====== Text passage ======
Much of the 18th Century Enlightenment can be explained by the approach framed by one man, Sir Isaac Newton, whose emphasis on analysis and observation served as a model for future scientific generations that sought to follow in his footsteps.  But unlike many of the minds that would succeed him, Newton was a devout believer in divine authority, and saw no reason to dissever the word of the Almighty from the laws of Nature—ultimately deducing them to be one and the same.  Although Newton saw no contradictions in appealing to the supernatural as a valid explanation to matters of scientific inquiry, the empiricism of 18th Century France began to direct science further away towards the realm of strict materialist rationalism.  In the late 18th and early 19th Century, mathematician Pierre-Simon Laplace, admiringly called the Newton of France by contemporaries, was the embodiment of the latter sentiment; working relentlessly to understand and solve the minute details Newton had either overlooked or deemed divinely guided.

Laplace’s work was an ambitious attempt to account for how the solar system works; hence appealing to agents beyond the scope of man’s intellect (meaning his intellect) was not just unsatisfactory, but downright unacceptable.  This naturalistic mindset is best illustrated by the oft repeated exchange he had with Napoleon Bonaparte in 1802: the story goes how upon receiving one of Laplace’s latest manuscripts aiming to systematically account for the functions of the universe, Napoleon turned to the mathematician and asked Laplace why it is that he had written an entire book about the intricate details of the universe with no mention of God in it, to which Laplace answered bluntly, “I have no need of that hypothesis.”[2]  This exchange reveals much about Laplace’s personal weltanschauung concerning the utility of accepting metaphysical analyses.  Ironically, it also further imitates Newton’s legacy by setting a precedent; a standard of doing science that influenced the subsequent generation of European thinkers to come.  Except in the model set by Pierre Simon Laplace, theology and deities could have no role in scientific reality.

In Laplace’s quest to decipher the mathematical properties of the universe, he committed himself wholeheartedly to Newton’s theory of universal gravitation as proposed by the English natural philosopher in his Principia Mathematica.  To Laplace, if there existed a concept that could bring all the functions known to science at the time together it was gravity as described by Newton, and it is of importance to note that when it comes to his mathematical calculations, Laplace is a strict Newtonian.  And the system he deduced to be at work from all this was self-operating, and firmly set, rendering appeals to the supernatural redundant in the highest degree.  Thus, Laplace must have been baffled to know that Newton himself was not as strict a Newtonian as Laplace was, because despite laying out a mechanical approach to understanding the cosmos, he still left room for a supernatural agent—i.e. God—to not just set the mechanism in motion, but also tinker with it as the he saw necessary.[3]

One particular case that Newton noted as evidence of occasional divine intervention in the solar system concerned the gravitational interactions of Saturn and Jupiter, whose strange pattern of accelerating and decelerating as they revolved on their orbits produced certain mathematical irregularities that suggested that the planetary system would become unstable over time.[4]  And it is in this sort of an apparently scientific anomaly that Newton asserted that the hand of God is required to sustain and stabilize the system into order.  Laplace could not accept Newton’s conclusion on this problem, and would spent a significant amount of his professional career providing mathematical evidence as to why Newton was wrong to presuppose divine assistance when his own work points to quite the opposite.
======
| Work to complete |
a – Answer these from the passage on Laplace and Newton:
(i) What did Laplace's contemporaries admiringly call him?
(ii) In what year did Laplace's exchange with Napoleon Bonaparte take place?
(iii) Which two planets' gravitational interactions did Newton cite as evidence of divine intervention?
b – Which historical figures does the passage on Laplace and Newton name? List all of them.
====== Extracted entries ======
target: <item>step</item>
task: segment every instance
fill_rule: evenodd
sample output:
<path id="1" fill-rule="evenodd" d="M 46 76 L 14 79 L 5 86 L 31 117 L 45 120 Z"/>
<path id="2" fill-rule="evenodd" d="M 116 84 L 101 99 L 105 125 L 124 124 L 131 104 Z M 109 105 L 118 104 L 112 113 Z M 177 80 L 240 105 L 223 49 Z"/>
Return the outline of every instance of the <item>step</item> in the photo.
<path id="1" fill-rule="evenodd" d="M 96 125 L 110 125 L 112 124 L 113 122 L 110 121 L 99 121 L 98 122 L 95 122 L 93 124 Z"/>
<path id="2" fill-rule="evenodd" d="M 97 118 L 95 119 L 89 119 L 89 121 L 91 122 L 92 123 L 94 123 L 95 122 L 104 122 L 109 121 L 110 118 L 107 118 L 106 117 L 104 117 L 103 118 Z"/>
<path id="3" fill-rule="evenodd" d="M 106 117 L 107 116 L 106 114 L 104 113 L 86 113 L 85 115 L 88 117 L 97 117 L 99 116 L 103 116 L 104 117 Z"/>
======
| Solved tasks |
a –
(i) The Newton of France
(ii) 1802
(iii) Saturn and Jupiter

b –
Sir Isaac Newton
Pierre-Simon Laplace
Napoleon Bonaparte